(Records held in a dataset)
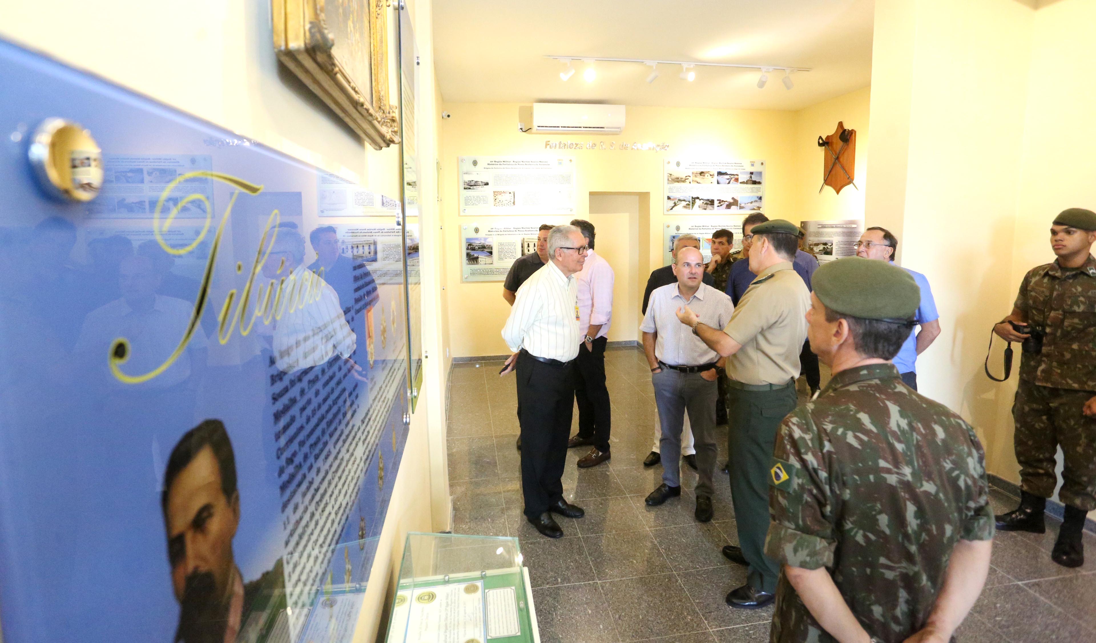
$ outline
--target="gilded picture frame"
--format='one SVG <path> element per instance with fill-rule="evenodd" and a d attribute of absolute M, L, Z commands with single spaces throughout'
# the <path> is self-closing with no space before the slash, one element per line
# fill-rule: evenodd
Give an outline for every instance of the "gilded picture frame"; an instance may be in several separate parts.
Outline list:
<path fill-rule="evenodd" d="M 374 149 L 398 143 L 389 0 L 271 0 L 278 60 Z"/>

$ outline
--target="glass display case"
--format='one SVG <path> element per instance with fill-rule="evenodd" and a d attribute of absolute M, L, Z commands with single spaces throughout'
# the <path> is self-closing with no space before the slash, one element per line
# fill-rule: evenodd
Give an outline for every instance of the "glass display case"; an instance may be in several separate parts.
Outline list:
<path fill-rule="evenodd" d="M 540 641 L 517 538 L 408 535 L 388 643 Z"/>

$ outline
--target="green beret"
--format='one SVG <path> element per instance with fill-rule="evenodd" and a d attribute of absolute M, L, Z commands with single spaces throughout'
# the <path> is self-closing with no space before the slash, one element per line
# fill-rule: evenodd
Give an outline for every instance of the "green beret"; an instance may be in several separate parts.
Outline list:
<path fill-rule="evenodd" d="M 785 221 L 784 219 L 769 219 L 765 223 L 754 225 L 751 232 L 753 234 L 775 234 L 783 232 L 784 234 L 794 234 L 799 236 L 799 227 L 794 225 L 790 221 Z"/>
<path fill-rule="evenodd" d="M 913 276 L 890 261 L 846 257 L 823 264 L 811 278 L 826 308 L 861 319 L 913 319 L 921 289 Z"/>
<path fill-rule="evenodd" d="M 1070 208 L 1054 218 L 1054 225 L 1069 225 L 1077 230 L 1096 231 L 1096 212 L 1084 208 Z M 757 229 L 754 229 L 757 232 Z"/>

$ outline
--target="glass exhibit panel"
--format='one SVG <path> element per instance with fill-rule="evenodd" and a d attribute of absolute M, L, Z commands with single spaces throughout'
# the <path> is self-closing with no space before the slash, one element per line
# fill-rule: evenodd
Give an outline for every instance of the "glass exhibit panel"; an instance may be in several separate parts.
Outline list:
<path fill-rule="evenodd" d="M 2 640 L 304 640 L 407 440 L 398 201 L 2 40 L 0 132 Z"/>
<path fill-rule="evenodd" d="M 408 360 L 410 362 L 411 410 L 422 387 L 422 278 L 419 272 L 419 129 L 415 96 L 419 94 L 419 51 L 407 4 L 399 9 L 400 51 L 400 159 L 403 197 L 403 256 L 407 269 Z"/>
<path fill-rule="evenodd" d="M 516 538 L 409 534 L 388 641 L 539 641 L 522 563 Z"/>

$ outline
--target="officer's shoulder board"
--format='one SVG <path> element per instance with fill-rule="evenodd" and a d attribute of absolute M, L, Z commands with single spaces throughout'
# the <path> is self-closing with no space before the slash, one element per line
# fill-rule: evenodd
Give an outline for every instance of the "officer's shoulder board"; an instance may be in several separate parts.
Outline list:
<path fill-rule="evenodd" d="M 791 484 L 796 481 L 798 475 L 798 466 L 788 460 L 773 458 L 773 465 L 768 470 L 768 483 L 776 489 L 787 491 L 791 489 Z"/>

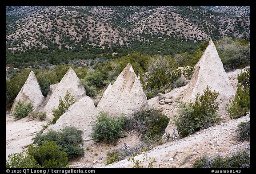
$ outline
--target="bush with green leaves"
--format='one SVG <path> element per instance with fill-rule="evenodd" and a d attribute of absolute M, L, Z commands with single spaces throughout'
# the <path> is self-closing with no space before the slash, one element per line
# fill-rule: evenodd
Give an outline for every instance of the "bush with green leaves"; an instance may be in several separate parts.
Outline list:
<path fill-rule="evenodd" d="M 28 116 L 31 119 L 34 120 L 37 118 L 40 120 L 42 121 L 45 120 L 46 112 L 44 111 L 32 111 L 28 113 Z"/>
<path fill-rule="evenodd" d="M 41 145 L 52 141 L 56 143 L 60 150 L 67 153 L 69 159 L 82 156 L 84 149 L 79 146 L 83 142 L 82 131 L 74 127 L 66 127 L 61 131 L 50 130 L 47 133 L 40 132 L 33 139 L 33 143 Z"/>
<path fill-rule="evenodd" d="M 210 126 L 221 118 L 216 112 L 219 103 L 216 101 L 219 93 L 207 86 L 200 96 L 198 93 L 194 103 L 183 103 L 178 116 L 173 120 L 180 137 L 184 138 Z"/>
<path fill-rule="evenodd" d="M 241 122 L 236 131 L 237 132 L 237 139 L 241 141 L 248 139 L 251 137 L 251 121 Z"/>
<path fill-rule="evenodd" d="M 98 93 L 97 88 L 93 86 L 90 86 L 88 85 L 88 82 L 85 79 L 81 79 L 81 82 L 83 86 L 85 89 L 86 95 L 90 97 L 93 97 L 96 96 Z"/>
<path fill-rule="evenodd" d="M 113 143 L 123 135 L 124 125 L 123 116 L 115 119 L 108 112 L 101 112 L 96 116 L 91 136 L 97 141 Z"/>
<path fill-rule="evenodd" d="M 28 116 L 33 109 L 34 105 L 32 101 L 26 103 L 24 101 L 19 101 L 13 108 L 12 115 L 16 119 L 21 119 Z"/>
<path fill-rule="evenodd" d="M 5 163 L 6 168 L 40 168 L 36 161 L 26 151 L 11 154 L 8 155 L 8 160 Z"/>
<path fill-rule="evenodd" d="M 154 108 L 142 110 L 133 113 L 129 128 L 134 128 L 143 135 L 144 141 L 160 139 L 164 134 L 170 119 L 160 110 Z"/>
<path fill-rule="evenodd" d="M 241 38 L 224 38 L 217 41 L 216 48 L 226 71 L 250 65 L 250 43 Z"/>
<path fill-rule="evenodd" d="M 39 146 L 30 145 L 28 152 L 42 168 L 65 168 L 68 162 L 67 153 L 61 151 L 53 141 L 49 141 Z"/>
<path fill-rule="evenodd" d="M 68 109 L 69 106 L 74 104 L 77 100 L 73 95 L 70 94 L 68 91 L 67 91 L 64 97 L 64 100 L 62 99 L 60 96 L 59 101 L 60 103 L 58 108 L 52 109 L 52 115 L 54 116 L 52 121 L 52 123 L 53 124 L 55 124 L 60 117 Z"/>
<path fill-rule="evenodd" d="M 84 77 L 88 85 L 101 88 L 104 85 L 104 80 L 106 79 L 104 74 L 99 71 L 93 71 L 88 73 Z"/>
<path fill-rule="evenodd" d="M 243 151 L 234 154 L 230 157 L 218 155 L 214 158 L 208 156 L 195 160 L 194 168 L 248 168 L 251 167 L 250 151 Z"/>
<path fill-rule="evenodd" d="M 169 56 L 158 55 L 147 59 L 145 63 L 147 72 L 140 74 L 144 89 L 159 89 L 169 86 L 181 75 L 175 59 Z"/>
<path fill-rule="evenodd" d="M 226 106 L 226 109 L 232 119 L 240 118 L 246 116 L 251 108 L 250 68 L 247 68 L 244 73 L 237 75 L 238 83 L 240 85 L 237 88 L 234 99 L 229 100 Z"/>

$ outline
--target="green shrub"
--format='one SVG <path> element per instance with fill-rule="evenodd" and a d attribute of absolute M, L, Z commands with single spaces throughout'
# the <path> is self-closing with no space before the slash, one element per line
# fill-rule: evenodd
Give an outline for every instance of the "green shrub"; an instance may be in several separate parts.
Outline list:
<path fill-rule="evenodd" d="M 122 134 L 124 118 L 115 120 L 108 112 L 100 112 L 96 116 L 96 121 L 92 126 L 91 137 L 97 141 L 113 143 Z"/>
<path fill-rule="evenodd" d="M 85 89 L 86 95 L 90 97 L 93 97 L 97 95 L 98 90 L 97 88 L 94 86 L 89 86 L 88 85 L 88 82 L 84 79 L 82 79 L 81 82 Z"/>
<path fill-rule="evenodd" d="M 125 143 L 124 143 L 124 147 L 121 147 L 117 149 L 109 151 L 107 152 L 107 162 L 106 164 L 112 164 L 125 159 L 127 157 L 137 155 L 144 150 L 144 144 L 129 147 L 126 146 Z"/>
<path fill-rule="evenodd" d="M 46 118 L 46 112 L 43 111 L 32 111 L 28 115 L 28 117 L 31 119 L 35 119 L 38 118 L 40 120 L 44 120 Z"/>
<path fill-rule="evenodd" d="M 245 116 L 251 108 L 250 68 L 238 74 L 237 78 L 241 85 L 237 88 L 234 100 L 230 100 L 225 108 L 229 117 L 232 119 Z"/>
<path fill-rule="evenodd" d="M 217 41 L 217 50 L 226 71 L 250 65 L 250 43 L 241 39 L 225 38 Z"/>
<path fill-rule="evenodd" d="M 219 121 L 220 117 L 216 114 L 219 103 L 216 102 L 219 93 L 212 92 L 208 86 L 204 93 L 196 96 L 194 103 L 183 104 L 178 111 L 178 116 L 173 120 L 179 135 L 185 137 L 196 131 L 207 128 Z"/>
<path fill-rule="evenodd" d="M 250 94 L 248 89 L 244 90 L 241 86 L 237 90 L 233 101 L 229 100 L 226 106 L 226 109 L 232 119 L 246 116 L 250 108 Z"/>
<path fill-rule="evenodd" d="M 250 152 L 243 151 L 231 157 L 218 155 L 213 159 L 208 156 L 197 158 L 192 166 L 194 168 L 247 168 L 251 167 L 250 159 Z"/>
<path fill-rule="evenodd" d="M 100 88 L 104 86 L 104 80 L 106 78 L 100 71 L 94 71 L 87 75 L 84 80 L 88 86 Z"/>
<path fill-rule="evenodd" d="M 77 100 L 73 95 L 70 94 L 68 91 L 67 91 L 64 97 L 64 100 L 60 97 L 59 101 L 60 103 L 58 108 L 52 109 L 52 115 L 54 116 L 52 121 L 52 123 L 53 124 L 55 124 L 60 117 L 68 110 L 69 106 L 74 104 Z"/>
<path fill-rule="evenodd" d="M 48 93 L 52 92 L 50 88 L 50 82 L 49 79 L 45 78 L 42 78 L 41 81 L 38 80 L 42 94 L 44 97 L 46 97 Z"/>
<path fill-rule="evenodd" d="M 143 135 L 144 140 L 158 140 L 164 135 L 170 119 L 160 111 L 152 108 L 133 113 L 130 122 L 131 128 L 135 128 Z"/>
<path fill-rule="evenodd" d="M 238 83 L 244 86 L 245 89 L 251 89 L 251 68 L 247 68 L 244 72 L 237 74 L 237 80 Z"/>
<path fill-rule="evenodd" d="M 39 146 L 29 145 L 28 152 L 42 168 L 65 168 L 68 162 L 67 153 L 61 151 L 53 141 Z"/>
<path fill-rule="evenodd" d="M 180 77 L 181 72 L 177 69 L 174 58 L 158 55 L 145 61 L 147 73 L 140 74 L 140 81 L 146 89 L 168 87 Z"/>
<path fill-rule="evenodd" d="M 251 121 L 241 122 L 236 131 L 238 132 L 237 138 L 239 140 L 244 141 L 249 139 L 251 136 Z"/>
<path fill-rule="evenodd" d="M 24 101 L 19 101 L 13 109 L 12 115 L 16 119 L 21 119 L 28 116 L 33 108 L 34 105 L 32 102 L 26 104 Z"/>
<path fill-rule="evenodd" d="M 82 131 L 74 127 L 66 127 L 61 131 L 50 130 L 45 134 L 37 134 L 32 139 L 33 143 L 39 146 L 54 141 L 60 150 L 67 153 L 69 159 L 72 159 L 84 155 L 84 149 L 79 147 L 83 142 L 82 133 Z"/>
<path fill-rule="evenodd" d="M 8 155 L 9 159 L 5 163 L 6 168 L 40 168 L 33 156 L 26 151 L 20 153 L 11 154 Z"/>

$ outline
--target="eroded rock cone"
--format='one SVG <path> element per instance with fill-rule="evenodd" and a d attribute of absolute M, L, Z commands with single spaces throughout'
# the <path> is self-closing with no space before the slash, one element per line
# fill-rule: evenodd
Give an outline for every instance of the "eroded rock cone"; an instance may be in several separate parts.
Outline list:
<path fill-rule="evenodd" d="M 60 131 L 65 127 L 73 126 L 83 131 L 83 140 L 91 139 L 90 135 L 92 133 L 92 125 L 96 114 L 93 101 L 89 97 L 85 96 L 71 106 L 56 123 L 50 125 L 43 133 L 50 129 Z"/>
<path fill-rule="evenodd" d="M 122 114 L 148 109 L 147 97 L 130 64 L 128 63 L 114 84 L 109 85 L 97 106 L 100 111 L 108 112 L 114 117 Z"/>
<path fill-rule="evenodd" d="M 86 95 L 85 89 L 81 85 L 76 72 L 71 68 L 69 68 L 52 92 L 52 94 L 44 107 L 44 111 L 49 113 L 52 112 L 53 108 L 57 108 L 60 103 L 59 96 L 63 99 L 68 91 L 77 101 Z"/>
<path fill-rule="evenodd" d="M 34 107 L 34 110 L 39 108 L 44 101 L 44 97 L 42 94 L 40 85 L 37 81 L 36 75 L 33 71 L 31 71 L 25 83 L 14 100 L 11 112 L 17 104 L 17 102 L 20 100 L 28 103 L 32 101 Z"/>
<path fill-rule="evenodd" d="M 182 100 L 194 101 L 196 93 L 203 93 L 207 86 L 212 91 L 219 93 L 217 99 L 217 101 L 220 102 L 218 112 L 221 114 L 225 114 L 226 104 L 234 97 L 235 92 L 212 39 L 195 66 L 195 71 L 182 96 Z M 220 99 L 222 100 L 220 101 Z"/>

* What this task involves *
Copy out each line of the rows above that contains the string "panel". Letter case counts when matching.

* The answer *
--target="glass exhibit panel"
Give an outline for every instance of the "glass exhibit panel"; an instance may be in several separate parts.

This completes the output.